Return the data below line for line without any changes, and leave the pictures out of your reply.

Extracted data entries:
__________________________________________________

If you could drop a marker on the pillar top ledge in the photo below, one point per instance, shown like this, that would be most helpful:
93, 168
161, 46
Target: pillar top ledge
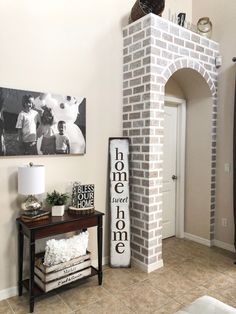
156, 21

__________________________________________________

Finished task:
If you could drop a marker on the pillar top ledge in the photo below, one point per instance, shown like this, that would be most helpful:
93, 168
161, 46
Target: pillar top ledge
156, 21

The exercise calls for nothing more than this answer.